---------- Document section ----------

A popular site in Portknockie is Bow Fiddle Rock, a large rock about 15 m high just off the coast. The quartzite structure has a large sea arch, which somewhat resembles the bow of a fiddle, making it an example of a natural arch.

Small numbers of seabirds nest on the coastal cliffs. These include fulmar, black-legged kittiwake, common gull, razorbill and shag. Additionally common eider can be seen in and around the harbour and coves during the summer months.

==Notable residents==

- Prof Alexander Mair (1912-1995) was born and raised in the village and is buried there with his parents.

==Green Castle Fort==
Another historical site within the village is the Green Castle, which is located on a coastal promontory.

This ancient coastal fort was revealed to date from 1000 BC and was inhabited until 1000 AD. The castle foundations can be seen, although now covered in grass.

----------

**Exercise instructions**:
Answer these questions from the Portknockie text:
(a) How high is Bow Fiddle Rock?
(b) Which bird can be seen in and around the harbour and coves during the summer months?
(c) Until what date was the Green Castle fort inhabited?
Nothing in the lines that follow is needed for these tasks.

---------- Given data ----------

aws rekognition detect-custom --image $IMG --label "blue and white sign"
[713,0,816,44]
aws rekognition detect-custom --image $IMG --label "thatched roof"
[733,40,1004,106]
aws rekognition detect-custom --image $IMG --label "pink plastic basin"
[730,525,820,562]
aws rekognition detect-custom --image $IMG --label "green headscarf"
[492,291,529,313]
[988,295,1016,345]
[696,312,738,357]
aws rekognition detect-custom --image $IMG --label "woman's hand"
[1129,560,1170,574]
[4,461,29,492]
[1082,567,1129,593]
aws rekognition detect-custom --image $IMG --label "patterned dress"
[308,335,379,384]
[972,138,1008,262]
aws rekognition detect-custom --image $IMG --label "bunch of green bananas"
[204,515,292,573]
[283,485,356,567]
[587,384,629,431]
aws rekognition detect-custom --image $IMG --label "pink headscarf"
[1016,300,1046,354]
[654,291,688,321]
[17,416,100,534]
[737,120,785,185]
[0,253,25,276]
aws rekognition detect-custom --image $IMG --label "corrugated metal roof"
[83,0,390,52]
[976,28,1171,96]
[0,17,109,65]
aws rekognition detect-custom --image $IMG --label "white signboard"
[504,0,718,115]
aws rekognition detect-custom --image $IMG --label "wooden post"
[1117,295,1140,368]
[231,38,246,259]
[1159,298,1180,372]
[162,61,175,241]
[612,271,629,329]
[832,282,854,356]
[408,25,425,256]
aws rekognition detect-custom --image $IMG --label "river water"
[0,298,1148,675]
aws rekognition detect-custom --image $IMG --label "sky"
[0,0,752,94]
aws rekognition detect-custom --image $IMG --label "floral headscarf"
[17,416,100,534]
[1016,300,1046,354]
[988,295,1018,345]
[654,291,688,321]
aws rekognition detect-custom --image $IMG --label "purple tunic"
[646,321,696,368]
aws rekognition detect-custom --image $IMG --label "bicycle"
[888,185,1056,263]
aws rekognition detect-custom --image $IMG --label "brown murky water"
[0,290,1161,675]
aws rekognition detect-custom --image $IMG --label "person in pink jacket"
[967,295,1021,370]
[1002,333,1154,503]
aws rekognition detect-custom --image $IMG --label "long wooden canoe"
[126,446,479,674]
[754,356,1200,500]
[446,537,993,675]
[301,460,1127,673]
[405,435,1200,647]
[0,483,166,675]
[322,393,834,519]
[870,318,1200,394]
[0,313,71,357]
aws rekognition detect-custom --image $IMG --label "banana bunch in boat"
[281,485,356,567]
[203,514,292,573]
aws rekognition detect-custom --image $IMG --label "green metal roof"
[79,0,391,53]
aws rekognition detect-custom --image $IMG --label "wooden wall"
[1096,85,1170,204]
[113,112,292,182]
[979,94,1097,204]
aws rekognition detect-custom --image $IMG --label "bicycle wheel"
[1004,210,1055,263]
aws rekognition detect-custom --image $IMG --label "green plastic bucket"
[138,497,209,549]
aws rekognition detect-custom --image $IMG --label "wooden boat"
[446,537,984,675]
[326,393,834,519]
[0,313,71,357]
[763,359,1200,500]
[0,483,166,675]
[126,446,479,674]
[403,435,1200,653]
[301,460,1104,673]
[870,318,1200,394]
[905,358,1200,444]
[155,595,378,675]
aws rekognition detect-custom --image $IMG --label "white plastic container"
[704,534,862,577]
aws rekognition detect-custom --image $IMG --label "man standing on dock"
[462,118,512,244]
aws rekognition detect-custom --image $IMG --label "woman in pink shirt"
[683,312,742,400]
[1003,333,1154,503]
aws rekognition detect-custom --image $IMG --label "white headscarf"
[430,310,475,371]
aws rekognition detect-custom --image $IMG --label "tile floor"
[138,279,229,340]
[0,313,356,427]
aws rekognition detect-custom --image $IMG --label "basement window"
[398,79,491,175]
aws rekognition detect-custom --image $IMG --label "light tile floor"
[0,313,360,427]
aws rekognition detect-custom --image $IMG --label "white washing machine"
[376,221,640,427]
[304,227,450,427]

----------

**Problem solution**:
(a) About 15 m
(b) Common eider
(c) 1000 AD